SELECTED TEXT:
----
Uniqueness. Suppose that there exist two solutions, \(\psi \) and \(\phi \), that satisfy efficiency and \(\alpha \)-balanced contributions. By efficiency it holds that \(\psi (\{i\})=\phi (\{i\})=v(i)\), for all \(i\in N\). Assume by induction that \(\psi (S)=\phi (S)\) holds for all \(S\subset N\), \(S\ne N\). By \(\alpha \)-balanced contributions we have that

$$\begin{aligned} \psi _{i}(N)-\psi _{j}(N)=\alpha \left( \psi _{i}(N\backslash j)-\psi _{j}(N\backslash i)\right) =\phi _{i}(N)-\phi _{j}(N), \end{aligned}$$

which implies that

$$\begin{aligned} \psi _{i}(N)-\phi _{i}(N)=\psi _{j}(N)-\phi _{j}(N). \end{aligned}$$

As this happens for all pairs \(i,j\in N\), there must be a number \(d\) such that \(\psi _{i}(N)-\phi _{i}(N)=d\), for all \(i\in N\). By efficiency, we have that \(0=\sum _{i\in N}\psi _{i}(N)-\sum _{i\in N}\phi _{i}(N)=nd\), and so \(d=0\) . Therefore, we conclude that \(\psi (N)=\phi (N)\). \(\square \)

Remark 2

Two different families of efficient potential functions have been considered in Joosten (1996) and in Driessen and Radzik (2002). With the appropriate specification of some of the parameters that defines each family, it can be observed that the \(\alpha \)-potential function belongs to each of both families.

4 NTU-games

We wonder in this section if the previous procedure can yield an efficient solution for the general class of games without transferable utility (NTU-games). In this case, we work with \(V(S)\), which is a feasible utility set instead of a number \(v(S)\).

We need some additional notation to work with NTU-games.
----
DATASET RECORDS:
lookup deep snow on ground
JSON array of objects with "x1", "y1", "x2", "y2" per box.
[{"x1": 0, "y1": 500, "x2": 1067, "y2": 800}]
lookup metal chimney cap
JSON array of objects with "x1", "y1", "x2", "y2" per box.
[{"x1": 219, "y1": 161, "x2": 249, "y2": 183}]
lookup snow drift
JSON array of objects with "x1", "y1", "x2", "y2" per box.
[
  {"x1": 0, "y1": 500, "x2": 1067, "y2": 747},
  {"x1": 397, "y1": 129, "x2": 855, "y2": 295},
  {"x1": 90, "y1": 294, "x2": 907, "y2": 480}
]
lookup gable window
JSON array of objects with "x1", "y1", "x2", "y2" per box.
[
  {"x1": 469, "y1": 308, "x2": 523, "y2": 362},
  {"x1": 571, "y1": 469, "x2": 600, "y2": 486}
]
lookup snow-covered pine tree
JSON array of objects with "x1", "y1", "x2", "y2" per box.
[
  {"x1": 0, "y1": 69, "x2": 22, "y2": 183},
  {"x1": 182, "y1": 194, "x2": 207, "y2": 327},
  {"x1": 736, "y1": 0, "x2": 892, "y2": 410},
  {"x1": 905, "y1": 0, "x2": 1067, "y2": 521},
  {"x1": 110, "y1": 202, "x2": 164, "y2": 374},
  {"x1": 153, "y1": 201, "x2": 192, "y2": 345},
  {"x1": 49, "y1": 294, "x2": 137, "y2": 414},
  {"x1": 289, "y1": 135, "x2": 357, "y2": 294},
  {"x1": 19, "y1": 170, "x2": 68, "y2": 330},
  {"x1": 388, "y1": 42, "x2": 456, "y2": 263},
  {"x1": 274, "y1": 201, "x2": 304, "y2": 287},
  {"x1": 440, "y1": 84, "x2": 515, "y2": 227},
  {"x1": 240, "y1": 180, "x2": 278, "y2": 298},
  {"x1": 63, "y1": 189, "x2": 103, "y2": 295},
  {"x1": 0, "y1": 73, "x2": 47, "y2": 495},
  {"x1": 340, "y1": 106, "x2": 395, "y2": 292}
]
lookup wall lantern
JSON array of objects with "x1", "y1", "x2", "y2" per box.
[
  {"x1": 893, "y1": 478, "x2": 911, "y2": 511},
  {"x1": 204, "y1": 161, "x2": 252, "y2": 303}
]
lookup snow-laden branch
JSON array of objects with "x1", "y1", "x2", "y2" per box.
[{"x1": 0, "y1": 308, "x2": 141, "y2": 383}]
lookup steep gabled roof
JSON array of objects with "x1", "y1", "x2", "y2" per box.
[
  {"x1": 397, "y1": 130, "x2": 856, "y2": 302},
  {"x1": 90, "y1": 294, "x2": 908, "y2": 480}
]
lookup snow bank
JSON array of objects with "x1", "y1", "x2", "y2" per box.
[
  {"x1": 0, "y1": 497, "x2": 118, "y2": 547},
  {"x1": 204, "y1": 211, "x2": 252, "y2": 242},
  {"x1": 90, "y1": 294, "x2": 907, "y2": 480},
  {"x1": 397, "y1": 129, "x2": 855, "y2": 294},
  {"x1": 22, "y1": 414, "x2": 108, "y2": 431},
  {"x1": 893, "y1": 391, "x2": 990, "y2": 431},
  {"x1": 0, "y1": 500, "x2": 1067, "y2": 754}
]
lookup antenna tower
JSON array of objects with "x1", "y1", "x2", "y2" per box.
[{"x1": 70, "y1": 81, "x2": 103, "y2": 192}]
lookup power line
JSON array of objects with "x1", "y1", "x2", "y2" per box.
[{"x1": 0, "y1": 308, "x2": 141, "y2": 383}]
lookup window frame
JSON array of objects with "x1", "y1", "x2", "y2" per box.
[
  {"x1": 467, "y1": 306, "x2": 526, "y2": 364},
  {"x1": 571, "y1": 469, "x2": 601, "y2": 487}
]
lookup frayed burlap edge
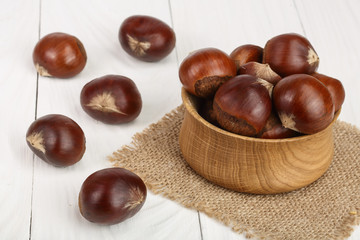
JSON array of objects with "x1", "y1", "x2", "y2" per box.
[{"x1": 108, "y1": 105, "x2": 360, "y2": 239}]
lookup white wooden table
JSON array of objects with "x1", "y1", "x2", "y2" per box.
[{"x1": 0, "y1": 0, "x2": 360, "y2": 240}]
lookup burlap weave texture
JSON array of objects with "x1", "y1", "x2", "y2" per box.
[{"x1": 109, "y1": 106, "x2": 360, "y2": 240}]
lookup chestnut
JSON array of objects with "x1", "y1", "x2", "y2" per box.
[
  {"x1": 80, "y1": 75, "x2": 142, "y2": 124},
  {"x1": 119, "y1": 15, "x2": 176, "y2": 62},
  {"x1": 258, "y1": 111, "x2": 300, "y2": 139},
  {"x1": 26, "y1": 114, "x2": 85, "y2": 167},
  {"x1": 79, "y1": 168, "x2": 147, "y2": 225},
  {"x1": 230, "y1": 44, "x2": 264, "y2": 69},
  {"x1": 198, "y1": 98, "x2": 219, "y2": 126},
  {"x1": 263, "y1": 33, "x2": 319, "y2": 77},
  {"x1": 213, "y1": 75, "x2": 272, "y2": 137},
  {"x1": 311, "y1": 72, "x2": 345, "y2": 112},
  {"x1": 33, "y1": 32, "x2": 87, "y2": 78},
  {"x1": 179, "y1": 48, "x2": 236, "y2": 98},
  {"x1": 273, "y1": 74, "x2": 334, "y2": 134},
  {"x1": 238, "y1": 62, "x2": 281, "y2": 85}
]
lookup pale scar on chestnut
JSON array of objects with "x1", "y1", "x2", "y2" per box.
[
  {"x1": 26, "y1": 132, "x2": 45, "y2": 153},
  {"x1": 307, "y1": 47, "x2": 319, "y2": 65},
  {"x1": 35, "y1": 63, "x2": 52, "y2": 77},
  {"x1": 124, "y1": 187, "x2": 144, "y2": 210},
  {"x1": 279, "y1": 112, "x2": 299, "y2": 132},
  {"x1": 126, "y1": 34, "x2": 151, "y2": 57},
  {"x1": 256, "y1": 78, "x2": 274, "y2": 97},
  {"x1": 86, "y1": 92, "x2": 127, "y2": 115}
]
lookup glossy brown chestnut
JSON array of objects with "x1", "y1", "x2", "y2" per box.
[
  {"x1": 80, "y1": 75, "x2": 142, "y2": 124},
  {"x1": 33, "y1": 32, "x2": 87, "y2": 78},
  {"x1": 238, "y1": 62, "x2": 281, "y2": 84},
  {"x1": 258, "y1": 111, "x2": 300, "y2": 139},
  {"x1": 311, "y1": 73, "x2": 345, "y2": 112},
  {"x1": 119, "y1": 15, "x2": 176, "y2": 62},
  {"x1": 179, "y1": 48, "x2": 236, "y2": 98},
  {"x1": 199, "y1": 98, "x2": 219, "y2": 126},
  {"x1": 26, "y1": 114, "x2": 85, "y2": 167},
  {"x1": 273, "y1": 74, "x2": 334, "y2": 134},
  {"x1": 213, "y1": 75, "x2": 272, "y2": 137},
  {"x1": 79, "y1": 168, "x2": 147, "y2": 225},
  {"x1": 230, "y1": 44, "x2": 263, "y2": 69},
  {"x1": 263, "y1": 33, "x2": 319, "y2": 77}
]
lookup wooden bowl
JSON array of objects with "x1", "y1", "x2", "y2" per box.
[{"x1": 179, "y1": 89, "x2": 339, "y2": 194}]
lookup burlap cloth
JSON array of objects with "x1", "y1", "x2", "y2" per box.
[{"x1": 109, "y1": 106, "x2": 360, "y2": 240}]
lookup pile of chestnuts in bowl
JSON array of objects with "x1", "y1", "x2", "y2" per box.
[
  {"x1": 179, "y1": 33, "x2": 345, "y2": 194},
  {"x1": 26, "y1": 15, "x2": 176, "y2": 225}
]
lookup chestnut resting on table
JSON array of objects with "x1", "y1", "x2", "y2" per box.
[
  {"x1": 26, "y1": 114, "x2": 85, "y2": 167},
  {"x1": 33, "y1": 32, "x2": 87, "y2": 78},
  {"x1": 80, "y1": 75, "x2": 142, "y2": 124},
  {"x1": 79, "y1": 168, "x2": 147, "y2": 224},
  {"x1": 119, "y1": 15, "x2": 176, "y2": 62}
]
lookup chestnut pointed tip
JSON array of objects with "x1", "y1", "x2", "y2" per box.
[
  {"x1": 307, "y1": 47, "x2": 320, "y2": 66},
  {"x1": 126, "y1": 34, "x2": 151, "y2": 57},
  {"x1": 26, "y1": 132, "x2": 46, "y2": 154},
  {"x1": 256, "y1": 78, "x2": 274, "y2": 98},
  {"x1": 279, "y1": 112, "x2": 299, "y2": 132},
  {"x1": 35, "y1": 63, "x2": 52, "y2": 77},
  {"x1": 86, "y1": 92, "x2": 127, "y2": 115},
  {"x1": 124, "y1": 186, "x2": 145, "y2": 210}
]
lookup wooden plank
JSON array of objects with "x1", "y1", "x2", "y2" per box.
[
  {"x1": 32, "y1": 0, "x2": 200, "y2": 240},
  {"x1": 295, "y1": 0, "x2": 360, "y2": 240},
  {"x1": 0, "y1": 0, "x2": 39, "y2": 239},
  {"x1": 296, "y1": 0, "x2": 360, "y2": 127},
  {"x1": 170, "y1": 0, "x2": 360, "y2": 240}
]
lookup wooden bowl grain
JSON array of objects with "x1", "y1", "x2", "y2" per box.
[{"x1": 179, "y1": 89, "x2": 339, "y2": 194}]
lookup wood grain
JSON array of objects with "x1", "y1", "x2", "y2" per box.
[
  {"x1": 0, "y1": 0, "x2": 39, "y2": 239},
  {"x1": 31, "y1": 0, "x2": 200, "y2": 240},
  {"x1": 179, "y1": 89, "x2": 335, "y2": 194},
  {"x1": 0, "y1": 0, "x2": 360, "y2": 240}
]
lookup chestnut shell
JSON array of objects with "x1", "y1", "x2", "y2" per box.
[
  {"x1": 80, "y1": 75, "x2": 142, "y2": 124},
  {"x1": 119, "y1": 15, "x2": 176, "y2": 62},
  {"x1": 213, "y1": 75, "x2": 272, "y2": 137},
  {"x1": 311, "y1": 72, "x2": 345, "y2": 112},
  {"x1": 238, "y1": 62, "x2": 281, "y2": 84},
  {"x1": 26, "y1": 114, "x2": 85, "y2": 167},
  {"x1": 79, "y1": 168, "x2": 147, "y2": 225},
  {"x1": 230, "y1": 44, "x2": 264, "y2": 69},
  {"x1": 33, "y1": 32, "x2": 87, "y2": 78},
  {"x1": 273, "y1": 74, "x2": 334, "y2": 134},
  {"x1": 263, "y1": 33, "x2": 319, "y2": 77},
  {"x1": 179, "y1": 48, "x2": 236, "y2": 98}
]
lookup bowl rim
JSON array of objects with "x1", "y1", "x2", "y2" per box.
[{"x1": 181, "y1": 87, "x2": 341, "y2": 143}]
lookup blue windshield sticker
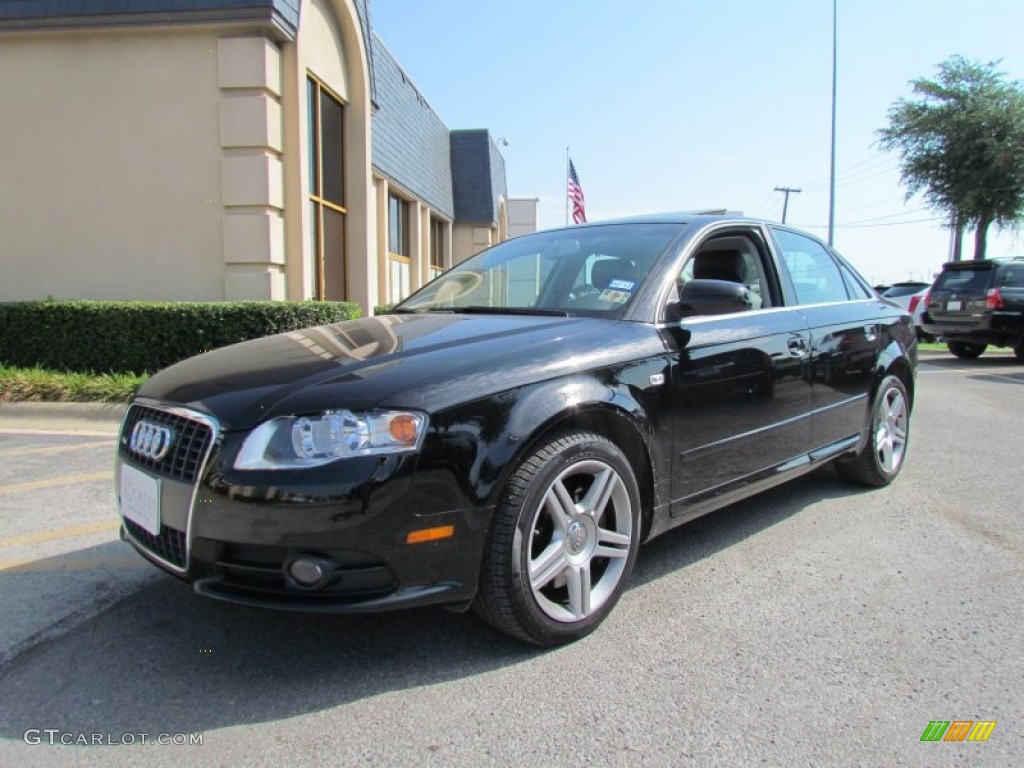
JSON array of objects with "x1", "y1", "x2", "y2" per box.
----
JOB 1: List every line in the listing that contains the string "burlap".
JOB 2: Extend the game theory passage past its final sentence.

FINAL ANSWER 1:
lookup frayed burlap edge
lookup burlap weave texture
lookup burlap cloth

FINAL ANSWER 2:
Given two vectors \(x,y\in {{\mathbb {R}}} ^{N}\), we use the notation \(x\cdot y:=\sum _{i\in N}x_{i}y_{i}\), and \(x*y:=\left( x_{i}y_{i}\right) _{i\in N}\). If \(x\in {{\mathbb {R}}}^{N}\) and \( \emptyset \ne S\subset N\), we write \(x^{S}\) as the restriction of \(x\) to \(S\) , i.e., \(x^{S}=\left( x_{i}\right) _{i\in S}\in {{\mathbb {R}}}^{S}\). Let \( {{\mathbb {R}}}_{+}^{N}:=\{x\in {{\mathbb {R}}}^{N}\mid x\ge 0\}\) and \({{\mathbb {R}}} _{++}^{N}:=\{x\in {{\mathbb {R}}}^{N}\mid x>0\}\). A set \(A\subset {{\mathbb {R}}}^{N}\) is called comprehensive if \(A-{{\mathbb {R}}}_{+}^{N}\subset A\). The boundary of \(A\) is denoted by \(\partial A\). The boundary is nonlevel if for all \(x\in \partial A\) it holds that \(\{x\}-{{\mathbb {R}}}_{+}^{N}\cap \partial A=\{x\}\). A payoff configuration is a family \(\mathbf {x=} \left( x^{S}\right) _{S\subseteq N}\) where \(x^{S}\in {{\mathbb {R}}}^{S}\) for all \(S\subseteq N\). It is efficient if \(x^{S}\in \partial V(S)\) for all \( S\subseteq N\).

A nontransferable utility game (NTU-game for short), is a map \(V\) assigning to each coalition \(S\), \(\emptyset \ne S\subseteq N\), a subset \( V(S)\subset {{\mathbb {R}}}^{S}\) of attainable payoff vectors for players in \(S\). We assume the same regularity conditions as in Hart and Mas-Colell (1996).

1. (A.1)

   for each coalition \(S\), \(V(S)\) is nonempty, closed, convex, and comprehensive. Moreover, \(0\in V(S)\) and \(V_{0}(S):=V(S)\cap {{\mathbb {R}}} _{+}^{S}\) is bounded.

2. (A.2)

   \(\partial V(S)\) is nonlevel and smooth (i.e., for all \(x\in \partial A \) there exists a unique⁷ \(\lambda =\lambda (x)\in {{\mathbb {R}}}_{++}^{S}\) such that \(V(S)\subset \{y\in {{\mathbb {R}}}^{S}:\ \lambda \cdot y\le \lambda \cdot x\}\)).

3. (A.3)

   Monotonicity: \(V_{0}(S)\times \{0^{T\backslash S}\}\subset V_{0}(T)\) whenever \(S\subset T.\)

The assumption (A.3) is just the extension to NTU-games of the classical monotonicity assumption for TU-games. The class of all games that satisfy (A.1), (A.2), and (A.3) is denoted by \({{\mathcal {G}}}\).

Two relevant subclasses of NTU-games are:

1. (1)

   Transferable utility games (TU-games), when for each coalition \(S\) , there is a number \(v(S)\) such that \(V(S)=\{x\in {{\mathbb {R}}}^{S}:\sum _{i\in S}x_{i}\le v(S)\}\) for all \(S\subseteq N\). If \(V\) is a TU-game, then it will also be denoted by \(v\).

2. (2)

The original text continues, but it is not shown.